▸ Text passage:

Landlords face an NI bill of up to £885 per property

Landlords face an NI bill of up to £885 per property

Young woman worried about housing costs with coins and model house on table
9:29 AM, 3rd September 2025, 8 months ago 42

Labour’s plan to impose National Insurance (NI) contributions on rental income could see UK landlords paying £885 per property each year, research from Inventory Base reveals.

The study of the policy under consideration by Chancellor Rachel Reeves for the upcoming Autumn Budget estimates the impact of a proposed 8% NI rate.

The average UK landlord, typically an employed individual, could face an annual NI charge of £722 per property – but this rises to £885 in London.

This figure is derived from an 8% NI contributions applied to the average gross rental income of £10,621, after subtracting typical property maintenance costs of £1,593 per year.

Good landlords leave

The firm’s operations director, Sián Hemming-Metcalfe, said: “Landlords are already trying to guesstimate and juggle any potential financial fallout of the Renters’ Rights Bill, so slapping an NI charge on rental income feels less like policy and more like punishment.

“The private rented sector thrives on stability – tenants need secure homes, landlords need predictable returns.

“Add another layer of tax and all you create is uncertainty, and uncertainty drives good landlords out of the market.

▸ Work instructions:
[1] Copy the stretch of the landlord National Insurance article from "Young woman worried" through "Inventory Base reveals." word for word.
[2] Carry on the landlord National Insurance article from its final sentence, keeping its style and subject.

▸ Data excerpt:
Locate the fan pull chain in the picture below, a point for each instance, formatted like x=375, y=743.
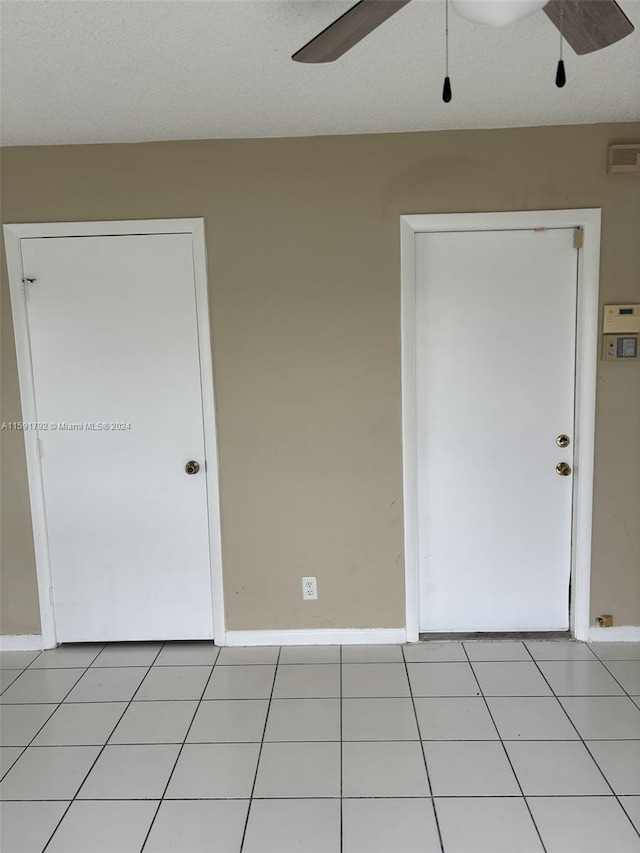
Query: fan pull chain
x=446, y=89
x=561, y=77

▸ Task results:
[1]
Young woman worried about housing costs with coins and model house on table
9:29 AM, 3rd September 2025, 8 months ago 42

Labour’s plan to impose National Insurance (NI) contributions on rental income could see UK landlords paying £885 per property each year, research from Inventory Base reveals.

[2]
“That doesn’t protect tenants, it weakens an already fragile system.”

She added: “If the Government is serious about raising standards, it should be focusing on ways of maintaining the protections and standards that tenants are being promised and backing landlords to deliver, not taxing them into retreat.”

London faces biggest bill

However, the impact of the NI levy on rental income varies with London landlords expected to bear the heaviest burden.

In the capital, landlords face an estimated NI bill of £885 per property, based on a post-maintenance rental income of £11,060.

In the East of England, the average bill would be £802 and in the South East it’s £792.

Landlords in the South West face a £750 bill, in the North East it would be £684, in the East Midlands is £680 and in the West Midlands it would be £677.

In the North West the NI contribution would be £646, Wales it is £608, and Yorkshire and the Humber it’s £606.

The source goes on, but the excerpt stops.